**Exercise goal**.
Collect every line of the data below that contains the word "negative", and copy each of those lines in full.
##### Data supplied
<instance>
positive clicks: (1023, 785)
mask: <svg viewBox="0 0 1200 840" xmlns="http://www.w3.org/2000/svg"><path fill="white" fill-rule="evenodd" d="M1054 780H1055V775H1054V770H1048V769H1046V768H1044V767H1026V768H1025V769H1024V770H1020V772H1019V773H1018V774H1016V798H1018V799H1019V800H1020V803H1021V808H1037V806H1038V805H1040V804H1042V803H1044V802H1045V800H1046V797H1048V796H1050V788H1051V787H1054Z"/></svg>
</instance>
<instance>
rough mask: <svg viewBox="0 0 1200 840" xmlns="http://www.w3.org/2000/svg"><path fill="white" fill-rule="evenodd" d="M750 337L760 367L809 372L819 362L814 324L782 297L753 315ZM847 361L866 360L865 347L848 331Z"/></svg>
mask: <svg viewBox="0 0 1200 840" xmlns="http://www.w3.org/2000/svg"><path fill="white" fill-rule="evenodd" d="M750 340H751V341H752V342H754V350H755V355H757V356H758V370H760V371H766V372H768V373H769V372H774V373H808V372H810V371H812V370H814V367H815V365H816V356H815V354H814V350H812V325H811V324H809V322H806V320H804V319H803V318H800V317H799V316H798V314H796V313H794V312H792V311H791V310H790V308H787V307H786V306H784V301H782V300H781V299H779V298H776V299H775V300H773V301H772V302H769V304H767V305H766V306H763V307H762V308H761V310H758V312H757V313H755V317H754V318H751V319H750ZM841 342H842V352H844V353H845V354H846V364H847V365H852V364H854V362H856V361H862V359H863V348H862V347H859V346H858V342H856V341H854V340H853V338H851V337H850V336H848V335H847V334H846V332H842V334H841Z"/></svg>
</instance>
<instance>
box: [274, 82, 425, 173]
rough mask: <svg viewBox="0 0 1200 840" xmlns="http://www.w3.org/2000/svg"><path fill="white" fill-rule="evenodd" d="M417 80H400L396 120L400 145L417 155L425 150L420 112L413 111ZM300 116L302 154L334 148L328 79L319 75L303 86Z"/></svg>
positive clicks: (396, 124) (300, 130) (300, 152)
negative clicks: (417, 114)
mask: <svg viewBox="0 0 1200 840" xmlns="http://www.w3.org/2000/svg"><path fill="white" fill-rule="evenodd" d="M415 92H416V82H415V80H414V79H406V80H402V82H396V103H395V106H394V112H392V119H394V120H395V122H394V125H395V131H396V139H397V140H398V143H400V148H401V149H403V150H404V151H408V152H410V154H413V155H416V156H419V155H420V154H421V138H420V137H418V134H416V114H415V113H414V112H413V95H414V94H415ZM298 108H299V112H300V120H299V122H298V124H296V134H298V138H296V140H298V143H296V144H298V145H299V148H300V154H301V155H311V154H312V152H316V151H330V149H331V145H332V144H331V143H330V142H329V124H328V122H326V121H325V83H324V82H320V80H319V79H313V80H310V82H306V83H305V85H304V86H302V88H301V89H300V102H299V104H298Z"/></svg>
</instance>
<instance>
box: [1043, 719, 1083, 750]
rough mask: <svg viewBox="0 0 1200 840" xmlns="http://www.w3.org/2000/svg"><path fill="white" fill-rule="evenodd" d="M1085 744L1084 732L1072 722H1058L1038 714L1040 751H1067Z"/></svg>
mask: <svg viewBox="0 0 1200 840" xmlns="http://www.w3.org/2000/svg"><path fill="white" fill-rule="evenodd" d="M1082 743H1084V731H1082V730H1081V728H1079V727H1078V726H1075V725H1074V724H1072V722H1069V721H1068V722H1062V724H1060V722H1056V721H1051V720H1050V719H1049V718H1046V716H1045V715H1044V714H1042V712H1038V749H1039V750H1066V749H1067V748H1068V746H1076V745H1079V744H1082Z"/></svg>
##########
##### Data supplied
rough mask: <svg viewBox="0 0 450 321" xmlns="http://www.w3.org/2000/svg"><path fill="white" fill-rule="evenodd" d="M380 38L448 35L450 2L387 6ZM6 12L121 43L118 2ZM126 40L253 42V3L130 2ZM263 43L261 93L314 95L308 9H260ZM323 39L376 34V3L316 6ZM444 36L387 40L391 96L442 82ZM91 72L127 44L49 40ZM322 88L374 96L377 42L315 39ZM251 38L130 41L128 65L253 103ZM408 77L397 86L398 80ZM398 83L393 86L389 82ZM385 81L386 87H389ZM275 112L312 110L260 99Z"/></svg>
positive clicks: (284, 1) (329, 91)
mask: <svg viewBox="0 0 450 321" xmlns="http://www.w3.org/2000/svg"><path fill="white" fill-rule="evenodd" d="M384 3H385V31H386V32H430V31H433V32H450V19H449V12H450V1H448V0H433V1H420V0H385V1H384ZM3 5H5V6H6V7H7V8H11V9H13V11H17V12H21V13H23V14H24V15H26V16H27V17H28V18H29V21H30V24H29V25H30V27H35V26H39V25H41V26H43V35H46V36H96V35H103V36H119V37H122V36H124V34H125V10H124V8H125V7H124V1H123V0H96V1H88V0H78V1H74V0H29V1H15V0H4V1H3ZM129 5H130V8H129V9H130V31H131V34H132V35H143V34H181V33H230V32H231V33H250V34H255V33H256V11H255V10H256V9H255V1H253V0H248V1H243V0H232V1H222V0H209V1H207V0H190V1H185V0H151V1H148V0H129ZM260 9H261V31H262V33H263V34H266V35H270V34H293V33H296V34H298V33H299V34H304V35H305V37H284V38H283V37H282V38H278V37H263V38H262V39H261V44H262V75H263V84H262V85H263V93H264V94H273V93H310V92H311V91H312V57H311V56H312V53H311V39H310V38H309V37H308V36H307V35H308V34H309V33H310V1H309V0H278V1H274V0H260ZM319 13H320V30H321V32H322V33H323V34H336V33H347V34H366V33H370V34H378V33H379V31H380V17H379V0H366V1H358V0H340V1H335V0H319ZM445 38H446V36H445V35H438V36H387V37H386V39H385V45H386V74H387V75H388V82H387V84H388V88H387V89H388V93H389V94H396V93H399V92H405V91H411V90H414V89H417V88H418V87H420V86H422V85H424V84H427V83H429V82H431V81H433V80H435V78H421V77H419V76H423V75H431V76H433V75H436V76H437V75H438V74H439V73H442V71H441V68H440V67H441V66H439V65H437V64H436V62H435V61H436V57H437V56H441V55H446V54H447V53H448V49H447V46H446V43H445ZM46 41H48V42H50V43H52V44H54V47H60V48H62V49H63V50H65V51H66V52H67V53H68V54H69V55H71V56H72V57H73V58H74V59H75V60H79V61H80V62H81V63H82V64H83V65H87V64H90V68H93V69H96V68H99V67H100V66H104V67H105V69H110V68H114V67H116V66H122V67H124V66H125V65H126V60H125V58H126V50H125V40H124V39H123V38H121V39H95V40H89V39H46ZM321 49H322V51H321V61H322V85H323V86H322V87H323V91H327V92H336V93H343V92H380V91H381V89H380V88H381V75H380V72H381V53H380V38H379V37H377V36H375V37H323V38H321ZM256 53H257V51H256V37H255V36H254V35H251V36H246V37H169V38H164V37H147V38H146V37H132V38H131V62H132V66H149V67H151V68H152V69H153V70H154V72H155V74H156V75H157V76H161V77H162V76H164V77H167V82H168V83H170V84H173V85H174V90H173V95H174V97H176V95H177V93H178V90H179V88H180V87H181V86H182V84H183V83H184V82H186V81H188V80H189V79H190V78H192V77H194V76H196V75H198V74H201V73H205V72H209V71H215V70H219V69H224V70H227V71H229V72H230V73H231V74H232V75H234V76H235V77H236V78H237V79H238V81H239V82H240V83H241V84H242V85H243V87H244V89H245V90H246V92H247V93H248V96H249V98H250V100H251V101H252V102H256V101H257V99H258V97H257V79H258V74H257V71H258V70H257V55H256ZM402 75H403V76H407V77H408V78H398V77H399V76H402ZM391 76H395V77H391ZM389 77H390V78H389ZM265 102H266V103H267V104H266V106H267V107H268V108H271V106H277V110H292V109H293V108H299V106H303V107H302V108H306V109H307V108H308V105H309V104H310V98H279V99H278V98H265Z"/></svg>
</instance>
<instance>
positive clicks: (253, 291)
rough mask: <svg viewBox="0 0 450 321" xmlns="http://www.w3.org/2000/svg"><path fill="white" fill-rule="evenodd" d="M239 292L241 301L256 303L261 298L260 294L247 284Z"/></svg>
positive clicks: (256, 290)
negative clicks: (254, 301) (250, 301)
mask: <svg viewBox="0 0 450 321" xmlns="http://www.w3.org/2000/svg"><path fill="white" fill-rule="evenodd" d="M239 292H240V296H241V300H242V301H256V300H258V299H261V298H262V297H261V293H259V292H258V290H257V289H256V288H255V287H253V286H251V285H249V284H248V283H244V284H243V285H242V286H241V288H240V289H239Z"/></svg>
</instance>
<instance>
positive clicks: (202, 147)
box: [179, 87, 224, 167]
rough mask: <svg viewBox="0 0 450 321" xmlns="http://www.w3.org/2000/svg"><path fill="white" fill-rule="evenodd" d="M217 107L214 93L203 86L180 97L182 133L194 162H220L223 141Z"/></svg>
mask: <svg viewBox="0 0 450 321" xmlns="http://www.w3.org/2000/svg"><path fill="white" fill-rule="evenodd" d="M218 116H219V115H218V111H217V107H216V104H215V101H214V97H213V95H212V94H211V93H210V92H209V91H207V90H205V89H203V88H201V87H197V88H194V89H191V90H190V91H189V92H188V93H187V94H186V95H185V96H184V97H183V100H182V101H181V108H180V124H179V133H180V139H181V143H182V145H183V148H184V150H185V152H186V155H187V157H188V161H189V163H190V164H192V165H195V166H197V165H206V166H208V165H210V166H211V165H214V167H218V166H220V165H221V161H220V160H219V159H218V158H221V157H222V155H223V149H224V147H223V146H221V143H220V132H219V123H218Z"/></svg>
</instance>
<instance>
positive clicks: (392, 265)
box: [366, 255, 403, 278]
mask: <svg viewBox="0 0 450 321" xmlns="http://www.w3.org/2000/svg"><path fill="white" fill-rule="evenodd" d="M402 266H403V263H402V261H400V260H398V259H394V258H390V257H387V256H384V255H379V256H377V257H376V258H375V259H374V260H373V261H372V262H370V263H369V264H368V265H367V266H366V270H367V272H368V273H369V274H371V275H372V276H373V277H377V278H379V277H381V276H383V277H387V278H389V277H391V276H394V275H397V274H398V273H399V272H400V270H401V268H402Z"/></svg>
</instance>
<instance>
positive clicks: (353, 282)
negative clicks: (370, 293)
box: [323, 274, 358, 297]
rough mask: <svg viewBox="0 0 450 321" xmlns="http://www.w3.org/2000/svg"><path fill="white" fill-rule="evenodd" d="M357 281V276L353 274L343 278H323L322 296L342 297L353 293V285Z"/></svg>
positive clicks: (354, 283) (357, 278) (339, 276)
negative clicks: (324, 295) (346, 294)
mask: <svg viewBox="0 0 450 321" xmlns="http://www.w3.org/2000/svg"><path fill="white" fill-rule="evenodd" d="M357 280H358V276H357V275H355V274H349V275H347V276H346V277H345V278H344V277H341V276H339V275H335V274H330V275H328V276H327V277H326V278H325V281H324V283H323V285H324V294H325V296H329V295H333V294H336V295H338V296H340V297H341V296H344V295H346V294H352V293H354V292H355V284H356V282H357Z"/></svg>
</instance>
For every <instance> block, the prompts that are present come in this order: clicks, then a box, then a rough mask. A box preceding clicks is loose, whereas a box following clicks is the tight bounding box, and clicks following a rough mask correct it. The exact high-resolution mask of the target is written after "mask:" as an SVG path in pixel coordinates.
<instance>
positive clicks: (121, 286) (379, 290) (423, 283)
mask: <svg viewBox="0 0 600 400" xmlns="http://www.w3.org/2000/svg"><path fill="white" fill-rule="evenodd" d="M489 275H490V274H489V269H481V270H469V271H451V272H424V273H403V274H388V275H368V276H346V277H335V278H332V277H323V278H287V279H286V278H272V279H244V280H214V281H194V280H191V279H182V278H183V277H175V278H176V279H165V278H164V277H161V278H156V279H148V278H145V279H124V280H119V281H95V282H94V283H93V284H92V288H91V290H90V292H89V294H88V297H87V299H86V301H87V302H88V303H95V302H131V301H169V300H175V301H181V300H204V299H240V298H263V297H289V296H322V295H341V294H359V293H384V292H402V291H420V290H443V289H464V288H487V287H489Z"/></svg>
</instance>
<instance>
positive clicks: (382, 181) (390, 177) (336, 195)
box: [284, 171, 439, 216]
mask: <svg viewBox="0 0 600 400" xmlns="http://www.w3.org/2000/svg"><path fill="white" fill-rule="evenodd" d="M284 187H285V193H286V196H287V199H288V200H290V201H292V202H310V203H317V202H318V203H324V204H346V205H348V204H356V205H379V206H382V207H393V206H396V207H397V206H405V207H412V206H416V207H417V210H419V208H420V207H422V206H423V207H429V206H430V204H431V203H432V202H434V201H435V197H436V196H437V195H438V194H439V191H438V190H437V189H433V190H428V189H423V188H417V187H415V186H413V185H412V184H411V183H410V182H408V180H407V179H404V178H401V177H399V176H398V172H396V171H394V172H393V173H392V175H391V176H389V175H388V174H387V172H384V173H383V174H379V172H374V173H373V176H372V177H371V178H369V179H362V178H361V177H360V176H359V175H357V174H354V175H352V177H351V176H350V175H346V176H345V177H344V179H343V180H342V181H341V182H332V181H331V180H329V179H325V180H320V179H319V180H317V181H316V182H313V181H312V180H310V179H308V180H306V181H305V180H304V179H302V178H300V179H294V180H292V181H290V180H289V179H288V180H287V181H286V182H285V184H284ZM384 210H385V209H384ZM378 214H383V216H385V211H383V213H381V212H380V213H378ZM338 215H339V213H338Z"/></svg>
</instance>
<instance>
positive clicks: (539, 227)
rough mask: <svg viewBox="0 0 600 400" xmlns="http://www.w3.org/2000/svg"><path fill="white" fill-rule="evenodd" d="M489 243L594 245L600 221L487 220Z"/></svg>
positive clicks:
##########
**Answer section**.
negative clicks: (417, 114)
negative clicks: (254, 301) (250, 301)
negative clicks: (370, 293)
negative clicks: (324, 295) (346, 294)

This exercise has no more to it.